Data entries:
BEGIN
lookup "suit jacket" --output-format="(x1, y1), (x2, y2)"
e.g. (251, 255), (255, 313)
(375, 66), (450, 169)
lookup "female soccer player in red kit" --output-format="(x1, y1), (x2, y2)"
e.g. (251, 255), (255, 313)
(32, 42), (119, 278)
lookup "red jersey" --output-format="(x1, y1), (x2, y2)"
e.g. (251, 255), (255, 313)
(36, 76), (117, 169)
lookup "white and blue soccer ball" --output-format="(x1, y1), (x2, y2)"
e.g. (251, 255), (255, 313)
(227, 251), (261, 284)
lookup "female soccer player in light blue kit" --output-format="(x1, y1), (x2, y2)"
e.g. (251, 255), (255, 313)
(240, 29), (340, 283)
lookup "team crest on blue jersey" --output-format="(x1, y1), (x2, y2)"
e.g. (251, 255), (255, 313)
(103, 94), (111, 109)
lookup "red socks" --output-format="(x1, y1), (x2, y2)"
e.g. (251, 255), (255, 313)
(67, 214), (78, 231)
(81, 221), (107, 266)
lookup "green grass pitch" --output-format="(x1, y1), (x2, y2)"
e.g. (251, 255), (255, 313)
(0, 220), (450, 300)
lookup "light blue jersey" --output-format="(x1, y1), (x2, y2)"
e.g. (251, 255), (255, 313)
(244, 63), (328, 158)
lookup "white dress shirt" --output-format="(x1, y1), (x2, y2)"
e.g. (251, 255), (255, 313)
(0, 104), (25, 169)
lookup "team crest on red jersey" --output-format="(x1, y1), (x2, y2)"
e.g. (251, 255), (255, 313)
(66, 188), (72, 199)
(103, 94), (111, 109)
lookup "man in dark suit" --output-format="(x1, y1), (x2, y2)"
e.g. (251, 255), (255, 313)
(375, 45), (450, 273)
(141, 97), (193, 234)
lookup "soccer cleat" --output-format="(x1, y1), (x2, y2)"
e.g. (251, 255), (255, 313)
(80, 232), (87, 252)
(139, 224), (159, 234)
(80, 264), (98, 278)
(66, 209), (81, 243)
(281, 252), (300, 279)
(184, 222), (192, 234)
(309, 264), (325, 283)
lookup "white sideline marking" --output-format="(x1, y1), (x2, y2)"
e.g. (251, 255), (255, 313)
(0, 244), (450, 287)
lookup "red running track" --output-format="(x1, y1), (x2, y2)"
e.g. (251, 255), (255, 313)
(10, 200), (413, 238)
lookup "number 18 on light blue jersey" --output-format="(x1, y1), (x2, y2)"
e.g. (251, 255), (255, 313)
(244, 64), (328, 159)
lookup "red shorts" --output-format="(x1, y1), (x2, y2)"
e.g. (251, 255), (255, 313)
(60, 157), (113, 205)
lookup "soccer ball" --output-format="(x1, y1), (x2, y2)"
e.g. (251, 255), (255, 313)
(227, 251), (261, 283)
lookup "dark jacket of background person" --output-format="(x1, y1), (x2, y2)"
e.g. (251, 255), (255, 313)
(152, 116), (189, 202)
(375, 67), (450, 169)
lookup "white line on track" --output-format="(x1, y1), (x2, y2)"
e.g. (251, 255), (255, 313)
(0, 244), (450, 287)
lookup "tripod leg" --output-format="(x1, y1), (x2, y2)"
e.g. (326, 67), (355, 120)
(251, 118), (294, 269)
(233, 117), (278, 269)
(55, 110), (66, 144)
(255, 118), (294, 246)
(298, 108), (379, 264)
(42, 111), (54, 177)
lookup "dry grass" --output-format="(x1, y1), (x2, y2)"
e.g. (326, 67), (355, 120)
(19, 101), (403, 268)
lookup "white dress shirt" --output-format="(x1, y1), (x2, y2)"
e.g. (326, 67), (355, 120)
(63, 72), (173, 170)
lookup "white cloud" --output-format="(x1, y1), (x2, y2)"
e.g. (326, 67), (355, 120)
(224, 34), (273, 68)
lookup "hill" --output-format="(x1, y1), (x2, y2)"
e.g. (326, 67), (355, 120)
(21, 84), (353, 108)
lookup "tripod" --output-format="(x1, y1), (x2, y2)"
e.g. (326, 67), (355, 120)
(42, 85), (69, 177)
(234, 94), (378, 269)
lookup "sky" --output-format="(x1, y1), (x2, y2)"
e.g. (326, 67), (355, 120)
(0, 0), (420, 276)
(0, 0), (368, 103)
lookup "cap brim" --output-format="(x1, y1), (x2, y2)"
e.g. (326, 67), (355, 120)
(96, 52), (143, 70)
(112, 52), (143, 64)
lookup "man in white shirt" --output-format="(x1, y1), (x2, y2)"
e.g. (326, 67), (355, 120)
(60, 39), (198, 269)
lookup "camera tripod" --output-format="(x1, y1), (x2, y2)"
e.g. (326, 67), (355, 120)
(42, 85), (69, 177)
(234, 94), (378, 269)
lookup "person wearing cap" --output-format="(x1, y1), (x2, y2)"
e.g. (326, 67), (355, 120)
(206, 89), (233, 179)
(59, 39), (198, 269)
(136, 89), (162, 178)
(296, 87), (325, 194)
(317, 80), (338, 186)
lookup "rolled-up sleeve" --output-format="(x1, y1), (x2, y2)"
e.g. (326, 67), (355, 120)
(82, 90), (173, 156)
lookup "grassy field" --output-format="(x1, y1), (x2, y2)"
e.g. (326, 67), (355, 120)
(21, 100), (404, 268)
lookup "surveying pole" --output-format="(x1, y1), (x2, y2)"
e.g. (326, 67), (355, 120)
END
TASK:
Write out the items above again, replacing each occurrence of "lookup" with "locate" and leaving everything else unchanged.

TASK SOLUTION:
locate "suit jacket" --output-format="(x1, y1), (x2, y2)"
e.g. (251, 255), (255, 313)
(375, 66), (450, 169)
locate "female soccer player in red kit" --output-format="(x1, y1), (x2, y2)"
e.g. (251, 255), (255, 313)
(32, 42), (119, 278)
locate "red jersey" --output-format="(x1, y1), (x2, y2)"
e.g. (251, 255), (255, 313)
(36, 76), (117, 169)
locate "white and blue soccer ball" --output-format="(x1, y1), (x2, y2)"
e.g. (251, 255), (255, 313)
(227, 251), (261, 284)
locate "female soccer player in light blue kit" --output-format="(x1, y1), (x2, y2)"
e.g. (251, 255), (255, 313)
(240, 29), (340, 283)
locate "team crest on blue jersey" --output-format="(x1, y1), (x2, y2)"
e.g. (251, 255), (255, 313)
(103, 94), (111, 109)
locate "red socks" --output-format="(x1, y1), (x2, y2)"
e.g. (251, 255), (255, 313)
(67, 214), (78, 231)
(81, 221), (107, 266)
locate "green grass pitch" --output-format="(x1, y1), (x2, y2)"
e.g. (251, 255), (255, 313)
(0, 220), (450, 300)
locate "light blue jersey" --output-format="(x1, y1), (x2, y2)"
e.g. (251, 255), (255, 313)
(244, 63), (328, 158)
locate "white dress shirt" --output-format="(x1, y1), (x2, y2)"
e.g. (251, 255), (255, 313)
(0, 104), (25, 169)
locate "team crest on red jersey" --output-format="(x1, y1), (x2, y2)"
e.g. (251, 255), (255, 313)
(66, 188), (72, 199)
(103, 94), (111, 109)
locate "man in dark suit" --output-format="(x1, y1), (x2, y2)"
e.g. (251, 255), (255, 313)
(375, 45), (450, 273)
(141, 97), (193, 234)
locate "soccer cleat" --output-format="(x1, y1), (x2, y2)"
e.g. (251, 255), (255, 313)
(80, 232), (87, 252)
(139, 224), (159, 234)
(80, 264), (98, 278)
(66, 209), (81, 243)
(281, 252), (300, 279)
(184, 222), (192, 234)
(309, 264), (325, 283)
locate "white sideline marking" --output-format="(x1, y1), (x2, y2)"
e.g. (251, 255), (255, 313)
(0, 244), (450, 287)
locate "red running track" --output-format="(x1, y1), (x2, y2)"
e.g. (251, 255), (255, 313)
(10, 200), (413, 238)
locate "number 18 on light blue jersey" --output-format="(x1, y1), (x2, y2)"
e.g. (251, 255), (255, 313)
(244, 64), (328, 159)
locate "red shorts" --output-format="(x1, y1), (x2, y2)"
e.g. (251, 255), (255, 313)
(60, 157), (113, 205)
locate "soccer ball" --output-format="(x1, y1), (x2, y2)"
e.g. (251, 255), (255, 313)
(227, 251), (261, 283)
locate "dark jacket of background person" --output-format="(x1, y1), (x2, y2)"
e.g. (251, 255), (255, 313)
(152, 116), (189, 202)
(375, 67), (450, 169)
locate "white line on track" --output-format="(x1, y1), (x2, y2)"
e.g. (251, 255), (255, 313)
(0, 244), (450, 287)
locate "tripod leg" --output-format="(x1, y1), (x2, y2)"
e.g. (326, 67), (355, 120)
(251, 118), (294, 269)
(233, 117), (278, 269)
(55, 110), (66, 144)
(255, 118), (294, 246)
(298, 108), (379, 264)
(42, 111), (54, 177)
locate "dry grass" --output-format="(x1, y1), (x2, y2)"
e.g. (326, 67), (355, 120)
(19, 101), (403, 268)
locate "white dress shirt" --output-format="(x1, y1), (x2, y2)"
e.g. (326, 67), (355, 120)
(63, 72), (173, 170)
locate "white cloud" --output-format="(x1, y1), (x2, y2)"
e.g. (326, 67), (355, 120)
(224, 34), (273, 68)
locate "hill" --output-format="(x1, y1), (x2, y2)"
e.g. (326, 67), (355, 120)
(21, 84), (353, 108)
locate "tripod" --output-format="(x1, y1), (x2, y2)"
e.g. (326, 67), (355, 120)
(42, 85), (69, 177)
(234, 94), (378, 269)
locate "sky" --output-format="(x1, y1), (x2, y2)"
e.g. (326, 67), (355, 120)
(0, 0), (420, 276)
(0, 0), (368, 103)
locate "cap brim" --output-format="(x1, y1), (x2, y2)"
e.g. (326, 67), (355, 120)
(96, 52), (143, 70)
(112, 52), (143, 64)
locate "man in white shirt" --output-format="(x1, y1), (x2, y2)"
e.g. (326, 67), (355, 120)
(60, 39), (198, 269)
locate "camera tripod" --output-format="(x1, y1), (x2, y2)"
e.g. (326, 67), (355, 120)
(42, 85), (69, 177)
(234, 94), (378, 269)
locate "person wearing cap" --output-format="(x1, y1), (x2, y2)"
e.g. (326, 67), (355, 120)
(206, 89), (233, 179)
(59, 39), (198, 269)
(136, 89), (162, 178)
(296, 87), (325, 194)
(317, 80), (338, 186)
locate "rolled-up sleeve" --output-format="(x1, y1), (x2, y2)"
e.g. (326, 67), (355, 120)
(82, 90), (173, 156)
locate "grassy field" --output-format="(x1, y1), (x2, y2)"
e.g. (326, 67), (355, 120)
(21, 100), (404, 268)
locate "surveying pole" --output-format="(x1, y1), (x2, y2)"
e.g. (326, 67), (355, 120)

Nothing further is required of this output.